→ PASSAGE TO READ
Sunday, August 28, 2011

Scientists Discover Comic Rays

May help explain human stupidity.

By Bengt B. Bjornsson, Reporting for Stand-Up News

An experiment at CERN, Europe's high-energy physics laboratory near Geneva, Switzerland, is finding evidence for a new type of ray from outer space.

You may remember, if you paid attention in high school physics (if you were smart enough to be there), or in college physics (if you were smart enough to be in college), that there are things called "cosmic rays".

These mysterious particles come crashing to earth from deep space at super-high energies, and are responsible for poor TV reception, genetic mutations, and scaring cats.

Stranger than truth.

Well, even stranger rays have now been discovered. These are "comic rays". (Which researchers sometimes refer to as "funny bunnies" or "chuckle zaps" in unguarded moments).

Comic rays are stoking a long-running argument over the role of radiation from distant stars in altering the mental climate here on earth.

For over a century scientists have known that particles from space constantly bombard Earth. This is true.

This is true, but boring. Unless you are standing where you can get hit.

→ PROBLEM A
Return the stretch of the comic rays article from "Comic rays are" through "This is true.".
→ PROBLEM B
Summarize the comic rays article in two sentences.
The entries that follow come from a separate source and are unrelated to the article above.

→ EXCERPTED DATA
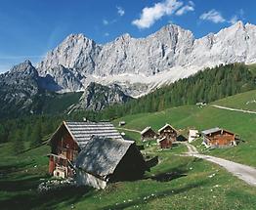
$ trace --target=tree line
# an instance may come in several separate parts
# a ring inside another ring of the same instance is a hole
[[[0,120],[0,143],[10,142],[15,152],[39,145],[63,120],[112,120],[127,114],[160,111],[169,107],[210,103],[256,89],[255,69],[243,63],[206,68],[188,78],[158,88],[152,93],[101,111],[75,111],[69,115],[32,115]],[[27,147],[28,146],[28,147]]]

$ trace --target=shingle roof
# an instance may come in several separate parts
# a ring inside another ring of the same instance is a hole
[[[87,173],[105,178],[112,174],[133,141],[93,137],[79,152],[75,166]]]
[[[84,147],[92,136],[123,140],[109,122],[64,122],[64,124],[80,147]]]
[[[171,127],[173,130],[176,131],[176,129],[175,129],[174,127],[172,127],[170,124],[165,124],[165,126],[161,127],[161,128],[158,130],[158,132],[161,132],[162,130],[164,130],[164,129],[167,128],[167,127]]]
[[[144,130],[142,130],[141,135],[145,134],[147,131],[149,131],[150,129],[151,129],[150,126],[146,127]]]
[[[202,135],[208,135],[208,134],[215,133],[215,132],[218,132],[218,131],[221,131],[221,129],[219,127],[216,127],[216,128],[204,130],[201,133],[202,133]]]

→ EXPECTED ANSWER A
Comic rays are stoking a long-running argument over the role of radiation from distant stars in altering the mental climate here on earth.

For over a century scientists have known that particles from space constantly bombard Earth. This is true.

→ EXPECTED ANSWER B
An experiment at CERN is finding evidence of "comic rays," a new type of ray from outer space that may help explain human stupidity and is even stranger than cosmic rays, which cause poor TV reception, genetic mutations, and scared cats. These comic rays are stoking a long-running argument over whether radiation from distant stars alters the mental climate on Earth.